====== GIVEN INFORMATION ======
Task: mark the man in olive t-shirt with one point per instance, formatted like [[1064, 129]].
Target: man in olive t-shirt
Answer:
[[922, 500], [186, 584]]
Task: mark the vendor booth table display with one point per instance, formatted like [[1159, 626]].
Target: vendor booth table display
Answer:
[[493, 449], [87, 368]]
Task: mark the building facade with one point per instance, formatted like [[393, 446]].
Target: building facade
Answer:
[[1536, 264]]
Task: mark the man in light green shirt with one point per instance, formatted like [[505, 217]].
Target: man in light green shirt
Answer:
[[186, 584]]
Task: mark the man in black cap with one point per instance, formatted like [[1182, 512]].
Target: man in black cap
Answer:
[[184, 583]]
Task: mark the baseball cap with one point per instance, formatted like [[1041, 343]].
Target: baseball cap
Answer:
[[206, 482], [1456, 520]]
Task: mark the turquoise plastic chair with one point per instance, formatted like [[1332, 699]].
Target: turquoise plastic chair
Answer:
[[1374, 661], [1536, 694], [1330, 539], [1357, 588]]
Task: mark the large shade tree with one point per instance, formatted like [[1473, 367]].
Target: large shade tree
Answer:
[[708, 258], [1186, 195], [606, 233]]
======
- _EXERCISE_:
Copy all of the records above word for word, keeping every line in its original order.

- _RESPONSE TO THE EXERCISE_:
Task: mark the man in olive t-shirt with one point per instance, formatted like [[1064, 129]].
Target: man in olive t-shirt
Answer:
[[922, 500], [186, 584]]
Task: mark the vendor booth table display with one point per instance, formatted like [[1159, 626]].
Target: vendor booth table display
Answer:
[[493, 449], [87, 368]]
Task: mark the building facade with one point per instance, formatted like [[393, 446]].
Target: building facade
Answer:
[[1536, 264]]
Task: mark the man in light green shirt with one point per instance, formatted like [[505, 217]].
Target: man in light green shirt
Answer:
[[186, 584]]
Task: mark the man in black cap with one point per instance, formatted like [[1182, 512]].
Target: man in black cap
Answer:
[[184, 583]]
Task: mark the baseball cap with one point per instance, formatted like [[1041, 343]].
Target: baseball cap
Answer:
[[206, 482], [1456, 520]]
Task: mark the turquoise plastic chair with one point per instance, formatted like [[1332, 699]].
Target: turquoise plastic chair
Answer:
[[1374, 661], [1536, 694], [1330, 539], [1357, 588]]
Task: mark the large shade tree with one point per instance, formatted like [[1473, 367]].
Target: large shade tree
Answer:
[[708, 258], [1186, 195], [606, 233]]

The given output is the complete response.